** Start **
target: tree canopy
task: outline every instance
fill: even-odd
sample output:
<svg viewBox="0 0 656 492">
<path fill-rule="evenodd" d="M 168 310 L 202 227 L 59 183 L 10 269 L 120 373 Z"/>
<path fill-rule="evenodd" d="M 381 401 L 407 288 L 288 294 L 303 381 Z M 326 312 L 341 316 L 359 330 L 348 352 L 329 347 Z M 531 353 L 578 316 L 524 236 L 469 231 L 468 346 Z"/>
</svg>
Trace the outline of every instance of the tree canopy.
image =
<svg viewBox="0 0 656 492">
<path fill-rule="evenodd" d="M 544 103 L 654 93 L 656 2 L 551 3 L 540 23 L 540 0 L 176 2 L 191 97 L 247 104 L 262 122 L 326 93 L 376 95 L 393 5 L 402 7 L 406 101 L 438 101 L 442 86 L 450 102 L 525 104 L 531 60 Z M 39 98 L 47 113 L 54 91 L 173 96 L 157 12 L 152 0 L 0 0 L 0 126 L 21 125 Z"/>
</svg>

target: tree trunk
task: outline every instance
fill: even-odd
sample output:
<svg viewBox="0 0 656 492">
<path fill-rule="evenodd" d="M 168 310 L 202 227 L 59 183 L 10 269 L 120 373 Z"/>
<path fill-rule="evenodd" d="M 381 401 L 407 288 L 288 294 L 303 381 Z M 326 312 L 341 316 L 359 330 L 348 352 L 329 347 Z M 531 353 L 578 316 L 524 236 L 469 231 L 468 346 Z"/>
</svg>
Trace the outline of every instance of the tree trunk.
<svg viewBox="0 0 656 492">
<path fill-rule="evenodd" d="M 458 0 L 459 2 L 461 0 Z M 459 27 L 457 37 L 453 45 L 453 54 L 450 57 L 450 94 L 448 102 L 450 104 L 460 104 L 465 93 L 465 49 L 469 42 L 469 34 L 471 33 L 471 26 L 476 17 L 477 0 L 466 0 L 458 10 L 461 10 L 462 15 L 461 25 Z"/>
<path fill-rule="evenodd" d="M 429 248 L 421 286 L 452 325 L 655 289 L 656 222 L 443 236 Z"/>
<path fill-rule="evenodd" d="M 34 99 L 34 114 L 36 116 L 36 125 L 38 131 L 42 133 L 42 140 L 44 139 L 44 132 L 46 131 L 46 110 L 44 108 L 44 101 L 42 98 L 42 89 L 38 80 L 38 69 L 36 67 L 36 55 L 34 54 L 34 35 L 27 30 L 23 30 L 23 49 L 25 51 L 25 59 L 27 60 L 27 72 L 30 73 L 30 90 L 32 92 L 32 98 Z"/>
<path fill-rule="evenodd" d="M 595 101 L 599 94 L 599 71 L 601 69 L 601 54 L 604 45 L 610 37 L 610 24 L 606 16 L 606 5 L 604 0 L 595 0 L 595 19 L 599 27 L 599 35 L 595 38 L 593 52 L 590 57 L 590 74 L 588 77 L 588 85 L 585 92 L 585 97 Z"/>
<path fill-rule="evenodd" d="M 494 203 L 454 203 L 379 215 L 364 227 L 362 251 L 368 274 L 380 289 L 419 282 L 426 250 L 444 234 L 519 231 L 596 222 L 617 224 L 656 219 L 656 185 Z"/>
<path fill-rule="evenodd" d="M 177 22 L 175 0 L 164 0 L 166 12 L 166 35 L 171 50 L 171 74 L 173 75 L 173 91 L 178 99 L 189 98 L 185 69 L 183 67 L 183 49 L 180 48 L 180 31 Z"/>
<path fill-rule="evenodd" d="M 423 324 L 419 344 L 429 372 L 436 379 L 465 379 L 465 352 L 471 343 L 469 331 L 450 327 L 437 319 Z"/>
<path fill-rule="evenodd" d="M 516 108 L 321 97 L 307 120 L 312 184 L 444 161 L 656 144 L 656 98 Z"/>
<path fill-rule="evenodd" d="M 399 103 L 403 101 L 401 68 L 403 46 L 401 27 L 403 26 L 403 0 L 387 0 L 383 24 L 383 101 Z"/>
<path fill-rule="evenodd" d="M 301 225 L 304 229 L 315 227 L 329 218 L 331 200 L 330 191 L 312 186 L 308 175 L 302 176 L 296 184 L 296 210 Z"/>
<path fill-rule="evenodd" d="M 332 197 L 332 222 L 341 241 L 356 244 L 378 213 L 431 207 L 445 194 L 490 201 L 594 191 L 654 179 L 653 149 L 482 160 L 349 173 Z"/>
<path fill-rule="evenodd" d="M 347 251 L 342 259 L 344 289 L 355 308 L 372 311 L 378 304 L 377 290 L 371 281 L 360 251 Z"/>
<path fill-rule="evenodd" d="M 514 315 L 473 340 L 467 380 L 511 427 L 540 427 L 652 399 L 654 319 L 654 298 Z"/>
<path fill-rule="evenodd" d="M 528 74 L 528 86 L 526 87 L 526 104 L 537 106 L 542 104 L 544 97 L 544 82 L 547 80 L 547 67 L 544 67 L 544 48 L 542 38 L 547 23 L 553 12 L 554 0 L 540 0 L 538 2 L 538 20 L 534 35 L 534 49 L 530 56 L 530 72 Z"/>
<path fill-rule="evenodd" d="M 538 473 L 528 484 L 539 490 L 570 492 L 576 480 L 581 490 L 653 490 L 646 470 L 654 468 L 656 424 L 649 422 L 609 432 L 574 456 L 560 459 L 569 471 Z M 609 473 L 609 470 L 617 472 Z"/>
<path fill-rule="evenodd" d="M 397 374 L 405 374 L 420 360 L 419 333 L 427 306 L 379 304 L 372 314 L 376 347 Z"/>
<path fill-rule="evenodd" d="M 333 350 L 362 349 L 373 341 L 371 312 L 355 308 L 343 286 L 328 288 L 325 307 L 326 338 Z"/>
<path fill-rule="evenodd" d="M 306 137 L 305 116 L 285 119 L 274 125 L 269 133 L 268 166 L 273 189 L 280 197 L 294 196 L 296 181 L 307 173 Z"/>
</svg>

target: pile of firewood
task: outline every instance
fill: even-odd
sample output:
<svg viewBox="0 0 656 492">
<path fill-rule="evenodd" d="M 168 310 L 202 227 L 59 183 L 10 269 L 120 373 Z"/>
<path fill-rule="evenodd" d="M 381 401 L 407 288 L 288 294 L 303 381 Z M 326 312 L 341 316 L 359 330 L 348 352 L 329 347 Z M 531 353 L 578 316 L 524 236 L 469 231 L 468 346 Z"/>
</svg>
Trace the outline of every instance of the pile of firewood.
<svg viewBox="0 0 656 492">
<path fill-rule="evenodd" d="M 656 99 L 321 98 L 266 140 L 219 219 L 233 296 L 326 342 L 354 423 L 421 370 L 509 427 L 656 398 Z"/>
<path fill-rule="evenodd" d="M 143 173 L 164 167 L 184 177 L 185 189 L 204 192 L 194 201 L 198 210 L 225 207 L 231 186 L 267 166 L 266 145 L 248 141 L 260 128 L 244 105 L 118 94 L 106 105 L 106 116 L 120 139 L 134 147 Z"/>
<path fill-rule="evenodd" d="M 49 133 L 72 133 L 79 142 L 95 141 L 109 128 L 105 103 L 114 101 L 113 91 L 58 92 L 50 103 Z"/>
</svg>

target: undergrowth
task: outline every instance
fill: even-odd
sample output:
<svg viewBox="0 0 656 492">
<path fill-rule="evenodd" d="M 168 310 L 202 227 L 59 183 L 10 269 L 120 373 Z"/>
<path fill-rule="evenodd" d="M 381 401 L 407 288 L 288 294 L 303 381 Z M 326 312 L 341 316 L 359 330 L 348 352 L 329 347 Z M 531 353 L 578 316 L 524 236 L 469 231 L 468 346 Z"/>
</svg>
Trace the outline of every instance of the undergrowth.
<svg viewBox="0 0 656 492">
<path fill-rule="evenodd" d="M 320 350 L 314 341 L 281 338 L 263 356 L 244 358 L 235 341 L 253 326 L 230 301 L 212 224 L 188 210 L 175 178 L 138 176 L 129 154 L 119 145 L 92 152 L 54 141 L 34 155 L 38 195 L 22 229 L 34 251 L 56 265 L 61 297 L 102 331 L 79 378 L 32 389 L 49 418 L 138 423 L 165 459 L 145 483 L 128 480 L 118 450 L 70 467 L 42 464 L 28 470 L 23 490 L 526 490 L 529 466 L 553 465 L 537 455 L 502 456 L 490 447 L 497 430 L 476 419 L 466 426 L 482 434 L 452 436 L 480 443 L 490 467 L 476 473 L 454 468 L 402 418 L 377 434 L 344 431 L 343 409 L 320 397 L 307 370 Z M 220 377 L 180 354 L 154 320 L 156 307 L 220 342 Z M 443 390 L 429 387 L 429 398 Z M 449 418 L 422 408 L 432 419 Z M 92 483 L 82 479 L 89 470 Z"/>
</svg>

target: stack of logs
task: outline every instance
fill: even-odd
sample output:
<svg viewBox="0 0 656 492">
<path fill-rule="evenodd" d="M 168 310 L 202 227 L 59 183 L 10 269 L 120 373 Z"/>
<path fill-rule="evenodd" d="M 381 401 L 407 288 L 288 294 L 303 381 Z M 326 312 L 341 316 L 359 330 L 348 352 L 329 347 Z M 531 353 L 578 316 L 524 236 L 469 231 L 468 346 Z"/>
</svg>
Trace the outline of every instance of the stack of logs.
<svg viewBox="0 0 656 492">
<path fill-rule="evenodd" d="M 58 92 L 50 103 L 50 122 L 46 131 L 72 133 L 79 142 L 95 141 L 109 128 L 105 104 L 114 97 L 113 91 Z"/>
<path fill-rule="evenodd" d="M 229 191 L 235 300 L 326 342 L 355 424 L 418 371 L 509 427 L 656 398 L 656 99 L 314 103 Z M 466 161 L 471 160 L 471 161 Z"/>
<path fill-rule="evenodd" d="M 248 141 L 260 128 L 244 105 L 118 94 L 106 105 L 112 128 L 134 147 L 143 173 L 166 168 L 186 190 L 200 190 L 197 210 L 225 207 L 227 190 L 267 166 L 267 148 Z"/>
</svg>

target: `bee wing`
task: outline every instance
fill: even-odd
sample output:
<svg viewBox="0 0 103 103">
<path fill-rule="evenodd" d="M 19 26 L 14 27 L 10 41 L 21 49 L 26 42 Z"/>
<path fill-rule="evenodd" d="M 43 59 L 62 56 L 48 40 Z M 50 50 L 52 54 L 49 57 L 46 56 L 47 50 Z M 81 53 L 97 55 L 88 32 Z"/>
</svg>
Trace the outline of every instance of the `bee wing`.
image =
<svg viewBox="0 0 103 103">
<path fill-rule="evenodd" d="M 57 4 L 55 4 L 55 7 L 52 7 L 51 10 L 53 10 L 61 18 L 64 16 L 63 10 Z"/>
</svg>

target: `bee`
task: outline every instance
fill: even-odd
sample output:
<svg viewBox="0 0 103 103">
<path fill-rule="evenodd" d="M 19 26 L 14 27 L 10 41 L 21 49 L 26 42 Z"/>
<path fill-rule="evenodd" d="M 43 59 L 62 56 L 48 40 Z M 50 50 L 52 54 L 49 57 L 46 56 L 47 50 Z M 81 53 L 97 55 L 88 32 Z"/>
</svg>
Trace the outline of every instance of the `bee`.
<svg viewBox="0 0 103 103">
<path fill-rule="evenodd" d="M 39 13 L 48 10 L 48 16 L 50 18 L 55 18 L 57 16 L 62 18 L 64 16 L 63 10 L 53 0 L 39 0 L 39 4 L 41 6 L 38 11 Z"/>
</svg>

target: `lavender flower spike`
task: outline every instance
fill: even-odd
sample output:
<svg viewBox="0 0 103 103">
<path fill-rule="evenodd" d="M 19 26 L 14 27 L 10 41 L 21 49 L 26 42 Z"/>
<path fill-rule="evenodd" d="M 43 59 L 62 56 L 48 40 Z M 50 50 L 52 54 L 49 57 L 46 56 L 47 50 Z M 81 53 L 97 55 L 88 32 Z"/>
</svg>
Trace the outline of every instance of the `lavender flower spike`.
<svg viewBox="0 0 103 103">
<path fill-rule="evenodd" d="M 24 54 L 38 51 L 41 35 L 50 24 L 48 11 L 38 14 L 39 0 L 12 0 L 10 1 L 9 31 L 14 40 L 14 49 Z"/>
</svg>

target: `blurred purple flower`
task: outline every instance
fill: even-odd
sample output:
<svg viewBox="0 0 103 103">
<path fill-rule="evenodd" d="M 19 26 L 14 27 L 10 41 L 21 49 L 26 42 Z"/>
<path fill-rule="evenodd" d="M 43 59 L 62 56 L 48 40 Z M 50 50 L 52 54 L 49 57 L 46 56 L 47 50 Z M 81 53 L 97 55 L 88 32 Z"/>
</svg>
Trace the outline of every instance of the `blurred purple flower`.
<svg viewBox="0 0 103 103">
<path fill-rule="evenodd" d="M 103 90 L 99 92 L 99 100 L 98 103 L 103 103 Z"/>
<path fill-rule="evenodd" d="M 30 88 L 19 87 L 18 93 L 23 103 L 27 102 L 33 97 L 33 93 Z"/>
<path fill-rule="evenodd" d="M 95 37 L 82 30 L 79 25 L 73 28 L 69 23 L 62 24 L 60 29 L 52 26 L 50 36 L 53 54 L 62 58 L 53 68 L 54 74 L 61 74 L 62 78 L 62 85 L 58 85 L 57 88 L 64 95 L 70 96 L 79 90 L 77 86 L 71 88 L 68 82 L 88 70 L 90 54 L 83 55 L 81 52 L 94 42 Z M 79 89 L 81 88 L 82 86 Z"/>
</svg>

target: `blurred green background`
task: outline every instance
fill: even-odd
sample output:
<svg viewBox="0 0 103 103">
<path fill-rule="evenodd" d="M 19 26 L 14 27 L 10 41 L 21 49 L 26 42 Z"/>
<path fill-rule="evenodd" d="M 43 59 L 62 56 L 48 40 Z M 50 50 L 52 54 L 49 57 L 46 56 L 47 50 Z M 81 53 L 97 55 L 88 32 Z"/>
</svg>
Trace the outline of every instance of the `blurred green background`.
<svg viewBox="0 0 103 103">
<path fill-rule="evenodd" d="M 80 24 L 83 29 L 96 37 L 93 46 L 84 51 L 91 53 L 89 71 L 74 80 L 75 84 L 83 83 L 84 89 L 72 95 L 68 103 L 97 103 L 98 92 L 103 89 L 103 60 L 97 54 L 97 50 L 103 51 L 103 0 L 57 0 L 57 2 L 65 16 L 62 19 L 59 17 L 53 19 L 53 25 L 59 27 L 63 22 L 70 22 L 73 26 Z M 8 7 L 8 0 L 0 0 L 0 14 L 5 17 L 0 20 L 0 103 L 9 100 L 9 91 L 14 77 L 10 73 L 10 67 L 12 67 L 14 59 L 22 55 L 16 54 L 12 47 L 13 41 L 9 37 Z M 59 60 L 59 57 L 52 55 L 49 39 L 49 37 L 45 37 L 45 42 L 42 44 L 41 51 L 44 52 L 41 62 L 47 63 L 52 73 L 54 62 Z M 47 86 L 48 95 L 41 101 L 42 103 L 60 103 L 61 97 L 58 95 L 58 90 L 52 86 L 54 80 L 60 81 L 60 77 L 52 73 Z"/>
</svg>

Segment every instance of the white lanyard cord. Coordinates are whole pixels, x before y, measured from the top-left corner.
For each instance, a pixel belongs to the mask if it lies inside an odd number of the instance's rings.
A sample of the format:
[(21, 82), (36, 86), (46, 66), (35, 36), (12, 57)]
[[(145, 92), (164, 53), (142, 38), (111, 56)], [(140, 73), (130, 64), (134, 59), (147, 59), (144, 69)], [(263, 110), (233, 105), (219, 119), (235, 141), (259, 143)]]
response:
** End **
### Short exercise
Could you quote, exactly as they appear, the line containing "Segment every instance" and every line after it to the end of the records above?

### Result of the exercise
Segment every instance of the white lanyard cord. Coordinates are whole pixels, x before y, measured from the top-left corner.
For each instance, a pixel belongs to the mask if it lies inside an odd number of the instance's rings.
A sample of the format:
[(21, 82), (36, 86), (46, 66), (35, 36), (12, 57)]
[[(145, 92), (164, 53), (142, 38), (111, 56)], [(140, 73), (130, 64), (134, 59), (147, 59), (144, 69)], [(263, 110), (233, 105), (219, 119), (235, 141), (259, 143)]]
response:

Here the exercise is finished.